Top of Source document
DISC was developed nearly 100 years ago (in the 1920’s to be exact) by Professor William Marsden. Professor Marsden concluded that there are four different behavioral styles. He also concluded that each person exhibits some of each style, but has one dominant style that influences most everything they do. Because people tend to interact best with those who are like them, recognizing a person’s DISC style enables you to interact with them more effectively. And the more successfully you interact with others, the more likely you are to get what you want out of that interaction.

The four personality styles that the professor identified are: Dominance, Influence, Steadiness, and Compliance (hence the acronym DISC). As you would expect, a person’s dominant personality style has a major impact on all aspects of their lives, including how they interact with others and how best you can interact with them. For example, a person who has a primarily high-D personality will be eager to shake things up, make changes, alter things to work the way they like best. A high-S personality values stability over all else and would be likely to resist change, even when it would be beneficial to them. Unless one of them alters the way they interact, this pairing will cause a lot of stress.

Because each personality type values different things, and we all tend to like people who are most like us, you need to take a person’s DISC style into account when dealing with them. If you’ve ever tried to chit-chat with a high-D person, or stay right on task with a high-I person, you know the futility of trying to interact with a person using a style that isn’t compatible with their own. Since this is so, the ability to recognize someone else’s DISC personality style and modify your approach to one that is compatible with theirs is a powerful tool for succeeding in your interactions with them.
Bottom of Source document
Top of Stored data
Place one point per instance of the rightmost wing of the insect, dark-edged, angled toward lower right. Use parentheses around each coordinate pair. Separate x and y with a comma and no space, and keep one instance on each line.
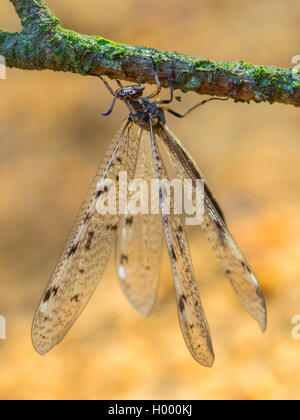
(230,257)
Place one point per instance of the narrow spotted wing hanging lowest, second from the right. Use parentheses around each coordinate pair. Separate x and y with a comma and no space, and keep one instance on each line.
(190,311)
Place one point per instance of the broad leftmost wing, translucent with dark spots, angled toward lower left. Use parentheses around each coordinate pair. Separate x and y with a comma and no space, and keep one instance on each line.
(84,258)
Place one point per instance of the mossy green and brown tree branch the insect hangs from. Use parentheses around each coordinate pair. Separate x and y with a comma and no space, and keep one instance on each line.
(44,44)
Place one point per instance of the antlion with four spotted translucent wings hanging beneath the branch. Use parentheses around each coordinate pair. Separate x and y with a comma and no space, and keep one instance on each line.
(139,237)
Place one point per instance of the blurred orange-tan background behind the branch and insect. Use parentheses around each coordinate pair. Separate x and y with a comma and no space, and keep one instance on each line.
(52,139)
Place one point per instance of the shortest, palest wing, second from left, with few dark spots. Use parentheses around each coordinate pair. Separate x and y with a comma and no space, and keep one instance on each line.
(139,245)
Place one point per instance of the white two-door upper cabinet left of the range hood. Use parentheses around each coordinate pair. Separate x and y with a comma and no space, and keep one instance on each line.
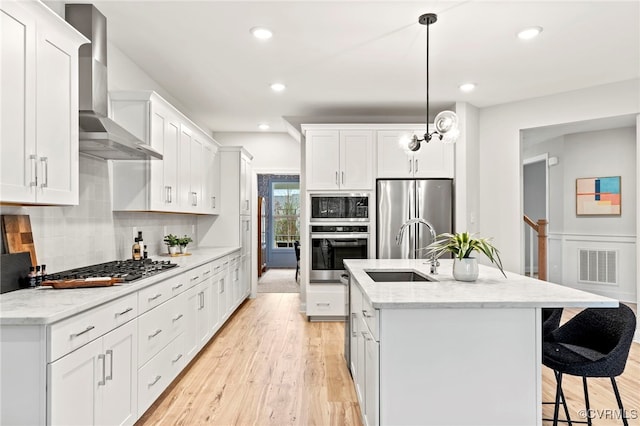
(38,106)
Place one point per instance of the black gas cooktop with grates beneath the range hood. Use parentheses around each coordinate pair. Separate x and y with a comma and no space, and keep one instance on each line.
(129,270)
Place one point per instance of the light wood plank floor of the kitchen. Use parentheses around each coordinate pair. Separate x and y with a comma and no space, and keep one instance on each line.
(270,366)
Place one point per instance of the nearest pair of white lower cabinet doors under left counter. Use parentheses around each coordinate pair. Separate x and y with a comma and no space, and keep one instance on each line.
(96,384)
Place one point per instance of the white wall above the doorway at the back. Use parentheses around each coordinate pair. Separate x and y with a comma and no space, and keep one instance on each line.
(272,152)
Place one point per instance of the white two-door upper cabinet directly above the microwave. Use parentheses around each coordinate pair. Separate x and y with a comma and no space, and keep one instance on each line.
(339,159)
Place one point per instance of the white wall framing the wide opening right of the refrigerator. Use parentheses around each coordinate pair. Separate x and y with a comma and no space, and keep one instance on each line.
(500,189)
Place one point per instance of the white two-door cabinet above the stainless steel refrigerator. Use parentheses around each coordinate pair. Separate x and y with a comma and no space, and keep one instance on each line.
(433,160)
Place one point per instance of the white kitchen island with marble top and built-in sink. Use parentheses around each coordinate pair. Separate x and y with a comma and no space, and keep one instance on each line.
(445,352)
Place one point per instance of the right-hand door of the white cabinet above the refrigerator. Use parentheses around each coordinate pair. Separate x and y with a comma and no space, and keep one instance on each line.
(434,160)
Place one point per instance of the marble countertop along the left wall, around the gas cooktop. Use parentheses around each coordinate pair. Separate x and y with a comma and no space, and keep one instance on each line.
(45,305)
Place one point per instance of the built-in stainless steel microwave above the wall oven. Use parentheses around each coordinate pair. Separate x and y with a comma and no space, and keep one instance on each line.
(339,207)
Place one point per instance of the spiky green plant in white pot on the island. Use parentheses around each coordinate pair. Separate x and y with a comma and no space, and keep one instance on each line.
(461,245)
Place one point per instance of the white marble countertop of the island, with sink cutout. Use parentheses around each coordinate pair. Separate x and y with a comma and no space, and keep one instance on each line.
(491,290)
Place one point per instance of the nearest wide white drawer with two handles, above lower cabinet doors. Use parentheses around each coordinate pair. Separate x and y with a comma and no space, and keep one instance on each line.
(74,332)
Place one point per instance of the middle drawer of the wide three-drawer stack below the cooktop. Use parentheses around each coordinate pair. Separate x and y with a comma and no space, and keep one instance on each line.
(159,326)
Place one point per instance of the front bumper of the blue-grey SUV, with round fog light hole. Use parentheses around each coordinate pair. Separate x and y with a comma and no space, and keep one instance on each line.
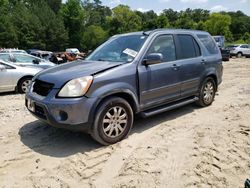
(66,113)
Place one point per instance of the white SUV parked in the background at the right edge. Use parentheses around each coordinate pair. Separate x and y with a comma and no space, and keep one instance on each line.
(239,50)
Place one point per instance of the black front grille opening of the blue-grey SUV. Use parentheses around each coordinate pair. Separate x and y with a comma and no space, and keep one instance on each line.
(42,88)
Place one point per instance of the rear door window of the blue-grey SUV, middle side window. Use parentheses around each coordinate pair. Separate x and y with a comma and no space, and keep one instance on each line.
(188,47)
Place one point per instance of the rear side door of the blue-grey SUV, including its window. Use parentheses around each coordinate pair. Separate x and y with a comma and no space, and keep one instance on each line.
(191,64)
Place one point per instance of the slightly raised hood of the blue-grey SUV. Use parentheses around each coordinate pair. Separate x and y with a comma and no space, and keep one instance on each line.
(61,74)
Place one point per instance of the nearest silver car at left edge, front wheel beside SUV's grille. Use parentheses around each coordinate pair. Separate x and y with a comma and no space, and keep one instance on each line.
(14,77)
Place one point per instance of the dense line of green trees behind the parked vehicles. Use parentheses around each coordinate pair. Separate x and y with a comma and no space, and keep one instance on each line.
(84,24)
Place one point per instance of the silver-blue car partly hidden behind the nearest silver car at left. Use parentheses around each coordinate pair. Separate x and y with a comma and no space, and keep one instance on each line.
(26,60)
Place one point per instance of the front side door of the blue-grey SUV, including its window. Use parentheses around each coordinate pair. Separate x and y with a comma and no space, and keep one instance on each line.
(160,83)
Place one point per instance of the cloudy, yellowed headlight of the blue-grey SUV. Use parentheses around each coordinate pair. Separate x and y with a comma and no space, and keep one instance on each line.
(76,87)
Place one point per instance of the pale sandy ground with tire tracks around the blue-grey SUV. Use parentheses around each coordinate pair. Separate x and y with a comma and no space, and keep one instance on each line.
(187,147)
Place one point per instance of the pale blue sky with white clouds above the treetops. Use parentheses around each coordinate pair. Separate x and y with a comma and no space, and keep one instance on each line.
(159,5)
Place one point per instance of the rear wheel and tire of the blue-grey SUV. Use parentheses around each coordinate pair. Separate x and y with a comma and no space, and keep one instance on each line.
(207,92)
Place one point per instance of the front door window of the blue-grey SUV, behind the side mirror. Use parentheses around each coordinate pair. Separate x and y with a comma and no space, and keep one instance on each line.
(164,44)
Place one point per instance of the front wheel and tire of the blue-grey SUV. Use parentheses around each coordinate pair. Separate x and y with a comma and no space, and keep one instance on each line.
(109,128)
Bottom of Stored data
▶ What is expected: Reproduce, word for word, the stretch of the DISC personality styles text from "The four personality" through "lot of stress.".

▶ Answer below:
The four personality styles that the professor identified are: Dominance, Influence, Steadiness, and Compliance (hence the acronym DISC). As you would expect, a person’s dominant personality style has a major impact on all aspects of their lives, including how they interact with others and how best you can interact with them. For example, a person who has a primarily high-D personality will be eager to shake things up, make changes, alter things to work the way they like best. A high-S personality values stability over all else and would be likely to resist change, even when it would be beneficial to them. Unless one of them alters the way they interact, this pairing will cause a lot of stress.